WHAT THIS TASK INVOLVES: Change "in this part of the lesson" to "in this section" wherever it occurs in the entries below, and reproduce every line with nothing else altered. Omit the pictures from your answer.

(Point-based annotation data)
* * *

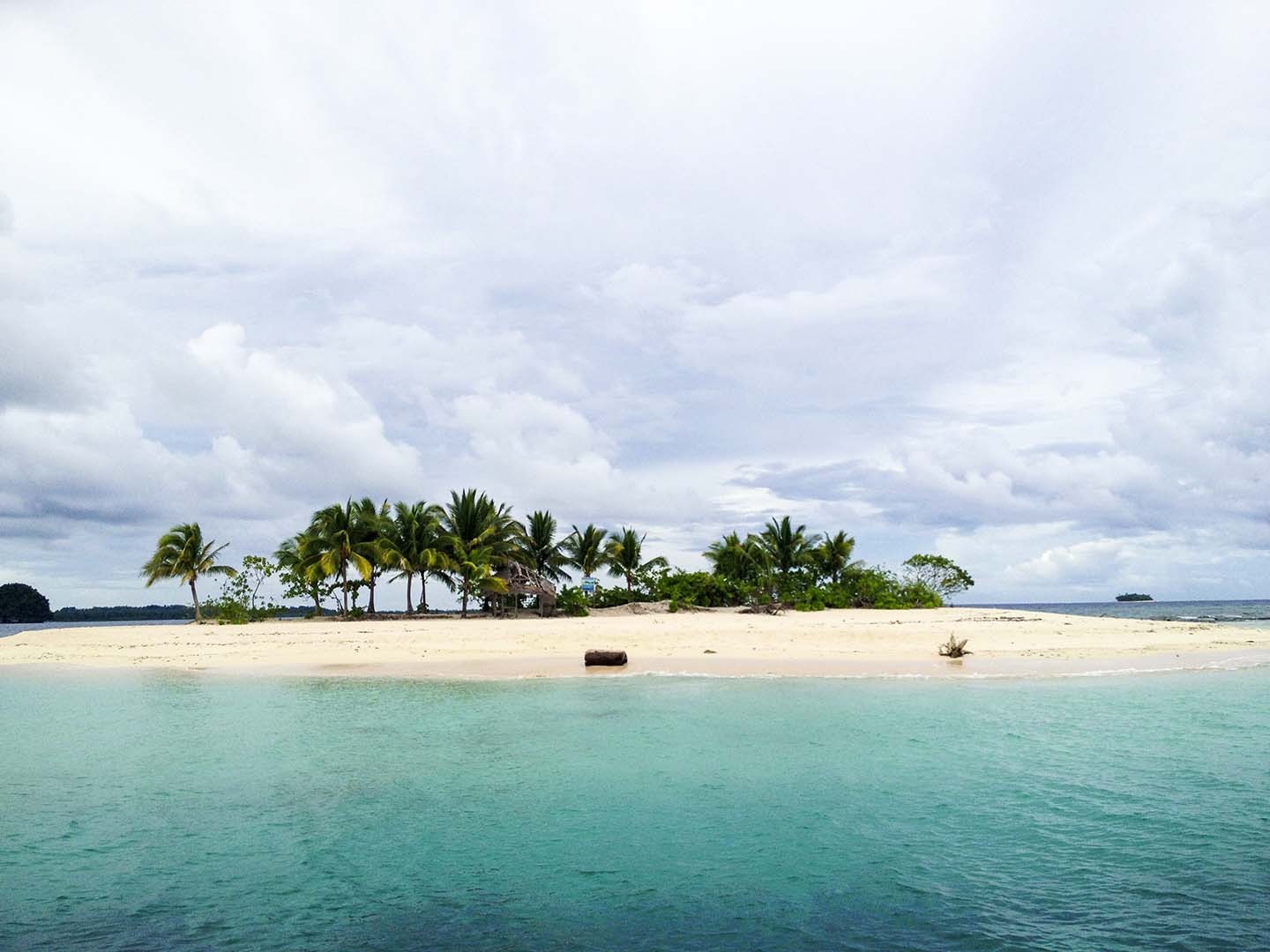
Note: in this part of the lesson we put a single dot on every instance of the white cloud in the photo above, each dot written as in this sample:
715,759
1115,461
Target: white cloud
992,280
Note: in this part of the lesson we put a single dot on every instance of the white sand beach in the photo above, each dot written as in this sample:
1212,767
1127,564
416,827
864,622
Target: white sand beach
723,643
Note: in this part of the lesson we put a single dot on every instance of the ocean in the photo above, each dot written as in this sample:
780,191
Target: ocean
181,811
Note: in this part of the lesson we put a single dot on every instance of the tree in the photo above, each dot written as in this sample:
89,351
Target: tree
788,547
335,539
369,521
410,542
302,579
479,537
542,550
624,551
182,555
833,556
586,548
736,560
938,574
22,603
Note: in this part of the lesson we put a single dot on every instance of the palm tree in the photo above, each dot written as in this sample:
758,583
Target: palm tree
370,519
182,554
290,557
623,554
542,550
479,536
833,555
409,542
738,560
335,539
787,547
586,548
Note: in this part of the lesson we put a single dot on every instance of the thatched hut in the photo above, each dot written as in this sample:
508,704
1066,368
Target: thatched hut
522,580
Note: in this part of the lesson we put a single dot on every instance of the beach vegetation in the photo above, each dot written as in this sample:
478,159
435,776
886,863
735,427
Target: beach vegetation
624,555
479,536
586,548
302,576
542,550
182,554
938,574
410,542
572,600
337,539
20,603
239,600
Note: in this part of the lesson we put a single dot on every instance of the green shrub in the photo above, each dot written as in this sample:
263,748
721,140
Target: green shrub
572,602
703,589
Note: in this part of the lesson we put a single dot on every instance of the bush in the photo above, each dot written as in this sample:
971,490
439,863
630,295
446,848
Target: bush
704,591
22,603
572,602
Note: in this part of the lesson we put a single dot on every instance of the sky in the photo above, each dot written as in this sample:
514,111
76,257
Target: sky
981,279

* * *

EXERCISE RESULT:
Note: in this section we put a single dot on every instance of the white cloud in the photo above, each dot written as in this sample:
715,759
1115,461
Target: white cloud
992,280
Note: in this section we put a single dot on every instance of the white sand beach in the photo above, each dot written as in this sample:
1212,767
1127,564
416,827
864,622
Target: white sand beach
723,643
Note: in this section we put a single dot on every instance of the ocean in the photo above, each dot written as in this sample:
780,191
Target: ocean
181,811
Note: in this section we put a single dot on every instance of the tree in the photo above, each dot written as in this sample:
89,351
Target: tree
788,547
335,539
369,521
410,542
302,579
479,537
542,550
624,551
182,555
833,556
586,548
736,560
938,574
22,603
Note: in this section we put a single dot on every instance of the palm tree in the photo above, each dot written as in this sample:
758,583
Target: palm tree
370,519
182,554
290,557
623,554
542,550
479,536
833,555
409,542
738,560
335,539
787,547
586,548
Note: in this section we put a single dot on every instance of the thatched hut in the photo above, each dot written as in this sample:
508,704
1066,368
Target: thatched hut
522,580
Note: in this section we put a single dot on every instance of the beach vegetation in the photo above, each dot written as in this sample:
478,159
435,776
886,863
735,427
Target: beach vegetation
624,555
479,536
586,548
302,576
542,550
182,554
938,574
410,542
572,600
337,539
20,603
239,600
Note: in this section we put a single dot on every instance of the green shrub in the photo above, each dot written as in this sample:
263,748
721,140
Target: green shrub
572,602
703,589
Note: in this section we put a single dot on every instance of the bush in the photo above, each dot written as in this sample:
971,490
439,863
630,295
446,848
Target: bush
704,591
22,603
572,602
Note: in this section we put a single dot on every instance of the sky in the photo above, each dot written as in this sample:
514,111
76,257
Target: sky
981,279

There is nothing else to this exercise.